Texte de l'exercice
======

La fermeture des dernières semaines n’a pas déplu à Xavier Asselin-Dubé, gérant de district d’une PME de commerce de détail.

Si cette mesure permet à certains de mieux couvrir leur plancher et à d’autres d’enfin avoir accès à un congé, M. Asselin-Dubé raconte que six mois et des milliers de dollars ont été nécessaires à son entreprise simplement  pour trouver un assistant-gérant. «Il suffit d’aller dans un centre commercial un jeudi ou vendredi soir pour voir que plusieurs boutiques ne respectent pas leurs horaires [dû au manque de main-d’œuvre].»

Selon lui, le goulot d’étranglement en semaine découlant d’une fermeture le dimanche n’est pas réel. 

Même avant la pandémie, les jeudis et vendredis soirs étaient généralement tranquilles. En fermant les dimanches, cela redonnerait de la valeur à ces soirées.



«On peut entendre certaines personnes donner comme argument que cela va enlever des heures aux temps partiels [la fin de semaine], mais il en manque de temps partiel, déplore M. Asselin-Dubé. Ces heures ne seront pas enlevées, mais redonnées à ceux présents.»

======

Enregistrements issus d'une collection
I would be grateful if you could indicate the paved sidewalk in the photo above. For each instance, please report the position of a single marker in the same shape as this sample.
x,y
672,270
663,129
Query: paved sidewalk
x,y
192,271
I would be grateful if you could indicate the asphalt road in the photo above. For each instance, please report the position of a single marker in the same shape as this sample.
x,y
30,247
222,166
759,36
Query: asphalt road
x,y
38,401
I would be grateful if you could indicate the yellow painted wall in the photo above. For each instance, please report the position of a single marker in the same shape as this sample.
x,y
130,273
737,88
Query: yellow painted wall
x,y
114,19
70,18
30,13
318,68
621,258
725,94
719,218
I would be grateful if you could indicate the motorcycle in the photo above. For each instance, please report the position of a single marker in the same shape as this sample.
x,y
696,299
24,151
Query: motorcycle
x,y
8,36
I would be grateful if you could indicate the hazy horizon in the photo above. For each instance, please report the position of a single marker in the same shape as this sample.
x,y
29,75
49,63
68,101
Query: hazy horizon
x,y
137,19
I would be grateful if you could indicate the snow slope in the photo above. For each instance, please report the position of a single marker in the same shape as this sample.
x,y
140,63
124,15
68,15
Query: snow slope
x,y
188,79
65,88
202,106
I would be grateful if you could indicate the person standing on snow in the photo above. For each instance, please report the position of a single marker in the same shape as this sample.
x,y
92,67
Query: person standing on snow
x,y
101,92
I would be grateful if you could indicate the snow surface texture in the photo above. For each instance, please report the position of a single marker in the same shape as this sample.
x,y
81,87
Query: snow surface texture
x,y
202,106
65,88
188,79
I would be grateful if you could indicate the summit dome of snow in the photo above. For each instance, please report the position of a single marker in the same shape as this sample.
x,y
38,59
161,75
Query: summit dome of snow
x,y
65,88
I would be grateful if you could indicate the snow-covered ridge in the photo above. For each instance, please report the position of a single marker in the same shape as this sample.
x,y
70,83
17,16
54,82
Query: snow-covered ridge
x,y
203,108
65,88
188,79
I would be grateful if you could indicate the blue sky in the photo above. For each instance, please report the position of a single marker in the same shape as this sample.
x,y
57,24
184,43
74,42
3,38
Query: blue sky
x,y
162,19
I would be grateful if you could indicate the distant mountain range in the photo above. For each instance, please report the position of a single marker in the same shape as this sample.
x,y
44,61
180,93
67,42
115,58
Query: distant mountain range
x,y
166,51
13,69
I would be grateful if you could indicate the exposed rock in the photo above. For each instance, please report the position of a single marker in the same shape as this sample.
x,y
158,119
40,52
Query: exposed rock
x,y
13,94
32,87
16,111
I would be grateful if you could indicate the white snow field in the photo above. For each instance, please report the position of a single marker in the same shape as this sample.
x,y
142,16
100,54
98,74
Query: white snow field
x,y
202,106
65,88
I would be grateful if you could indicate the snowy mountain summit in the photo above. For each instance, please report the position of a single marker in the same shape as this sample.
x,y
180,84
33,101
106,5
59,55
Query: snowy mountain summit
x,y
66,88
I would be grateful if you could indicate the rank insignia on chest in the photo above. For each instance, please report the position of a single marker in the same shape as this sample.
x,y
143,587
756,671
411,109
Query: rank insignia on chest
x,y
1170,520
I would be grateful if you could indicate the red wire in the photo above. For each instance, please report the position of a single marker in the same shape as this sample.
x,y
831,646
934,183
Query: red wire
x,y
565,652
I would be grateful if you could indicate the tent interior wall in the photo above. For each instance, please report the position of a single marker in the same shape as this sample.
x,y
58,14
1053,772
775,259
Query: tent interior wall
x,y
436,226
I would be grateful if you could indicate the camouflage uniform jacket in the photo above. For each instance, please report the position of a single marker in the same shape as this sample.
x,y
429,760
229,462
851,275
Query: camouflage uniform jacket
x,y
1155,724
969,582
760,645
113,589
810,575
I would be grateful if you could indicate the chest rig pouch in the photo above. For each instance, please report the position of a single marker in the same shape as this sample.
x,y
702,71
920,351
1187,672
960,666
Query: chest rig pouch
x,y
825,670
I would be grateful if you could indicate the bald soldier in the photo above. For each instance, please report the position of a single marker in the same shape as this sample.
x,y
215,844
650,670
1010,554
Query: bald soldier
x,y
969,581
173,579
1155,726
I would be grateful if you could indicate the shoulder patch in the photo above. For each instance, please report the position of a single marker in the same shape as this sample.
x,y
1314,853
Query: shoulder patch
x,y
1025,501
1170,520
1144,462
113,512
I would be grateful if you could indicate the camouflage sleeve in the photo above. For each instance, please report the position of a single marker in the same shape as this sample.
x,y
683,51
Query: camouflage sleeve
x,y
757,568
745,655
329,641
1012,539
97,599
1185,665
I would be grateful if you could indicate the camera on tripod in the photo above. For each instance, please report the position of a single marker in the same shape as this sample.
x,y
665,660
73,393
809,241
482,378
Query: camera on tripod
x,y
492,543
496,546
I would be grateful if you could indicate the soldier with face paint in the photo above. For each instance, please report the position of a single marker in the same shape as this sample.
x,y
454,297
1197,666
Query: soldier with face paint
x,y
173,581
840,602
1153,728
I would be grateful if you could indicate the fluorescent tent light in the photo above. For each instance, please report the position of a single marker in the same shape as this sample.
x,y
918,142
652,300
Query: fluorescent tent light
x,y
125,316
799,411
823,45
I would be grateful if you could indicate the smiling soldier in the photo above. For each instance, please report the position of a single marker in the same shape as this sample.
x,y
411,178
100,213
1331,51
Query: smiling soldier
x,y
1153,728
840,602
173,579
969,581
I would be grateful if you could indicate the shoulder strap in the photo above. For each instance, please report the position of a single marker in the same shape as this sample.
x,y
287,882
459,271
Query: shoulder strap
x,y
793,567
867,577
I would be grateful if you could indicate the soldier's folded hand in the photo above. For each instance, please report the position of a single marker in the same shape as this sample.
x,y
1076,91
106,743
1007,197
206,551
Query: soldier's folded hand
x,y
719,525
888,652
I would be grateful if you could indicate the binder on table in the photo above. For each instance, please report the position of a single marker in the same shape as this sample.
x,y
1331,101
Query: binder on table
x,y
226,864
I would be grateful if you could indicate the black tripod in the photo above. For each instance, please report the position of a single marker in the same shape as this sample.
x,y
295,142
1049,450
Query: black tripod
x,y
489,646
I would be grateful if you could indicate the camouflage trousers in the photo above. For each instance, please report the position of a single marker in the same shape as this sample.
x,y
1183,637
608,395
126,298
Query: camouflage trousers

======

Consigne A
Indiquez si chacun des énoncés suivants concorde avec le texte sur la fermeture des commerces le dimanche, en répondant par oui ou par non et en citant les mots du texte qui tranchent. (i) L'entreprise de M. Asselin-Dubé a eu besoin de six mois pour trouver un assistant-gérant. (ii) Avant la pandémie, les jeudis et vendredis soirs étaient généralement achalandés. (iii) Selon M. Asselin-Dubé, la fermeture le dimanche enlèvera des heures aux employés présents.
Consigne B
Poursuivez le texte sur la fermeture des commerces le dimanche après sa dernière phrase.

Réponse A
(i) Oui : « six mois et des milliers de dollars ont été nécessaires à son entreprise ».
(ii) Non : « Même avant la pandémie, les jeudis et vendredis soirs étaient généralement tranquilles. »
(iii) Non : « Ces heures ne seront pas enlevées, mais redonnées à ceux présents. »

Réponse B
«Les Galeries de la Capitale avaient changé leur horaire avant la pandémie pour être ouvertes jusqu’à 21h du lundi au vendredi, rappelle-t-il. Cela pourrait être une solution pour remplacer le dimanche fermé et pour l’argument des temps partiels qui manqueraient d’heures.» 

Contrairement aux commerces avec pignons sur rue, qui décident eux-mêmes de leurs heures d’ouverture, les boutiques dans les centres commerciaux sont assujetties, sauf exception, aux conditions du bailleur. Puisque le contrat est la loi, le locataire est obligé d’exploiter son magasin, sous peine d’amende, même si cela peut lui faire accumuler des pertes financières.

François Vincent, le vice-président Québec de la FCEI, nuance. «La problématique, c’est qu’il faut aussi conjuguer ça avec les ventes en ligne, qui prennent de plus en plus de place dans les parts de marché du commerce de détail. En particulier, durant les confinements, les consommateurs se sont habitués et ont trouvé ça facile d’utiliser ces plateformes. Et les géants américains en ligne ne fermeront pas le dimanche, c’est un élément à prendre en considération.» 

Les contre 

Selon l’analyse de la FCEI, la dette moyenne d’un petit détaillant est de 93 574 $ dans la province. 

M. Vincent réitère que «la pandémie n’est pas un laboratoire social et que ce qui a été fait, c’est d’enrober une décision COVID en faisant croire qu’on répondait aux entrepreneurs, déclare-t-il.  Il y a une façon de faire les choses et une façon de consulter les entreprises visées afin de prendre la meilleure décision pour son ensemble.»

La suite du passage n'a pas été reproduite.